DATASET Start Marker

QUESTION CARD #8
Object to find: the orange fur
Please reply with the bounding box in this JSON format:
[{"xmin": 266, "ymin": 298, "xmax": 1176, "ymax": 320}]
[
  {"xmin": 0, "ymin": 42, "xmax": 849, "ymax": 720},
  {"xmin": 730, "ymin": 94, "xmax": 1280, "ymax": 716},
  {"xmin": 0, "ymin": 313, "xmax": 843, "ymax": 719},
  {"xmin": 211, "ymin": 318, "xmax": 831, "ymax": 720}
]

DATASET End Marker

* **THE PROBLEM**: Every line from the one containing "Please reply with" to the final line of the listing above should be set down exactly, with nothing added.

* **COMPLETED EXERCISE**:
Please reply with the bounding box in this JSON format:
[{"xmin": 266, "ymin": 298, "xmax": 1176, "ymax": 320}]
[
  {"xmin": 0, "ymin": 42, "xmax": 849, "ymax": 720},
  {"xmin": 730, "ymin": 94, "xmax": 1280, "ymax": 716},
  {"xmin": 0, "ymin": 313, "xmax": 843, "ymax": 719},
  {"xmin": 211, "ymin": 318, "xmax": 831, "ymax": 720}
]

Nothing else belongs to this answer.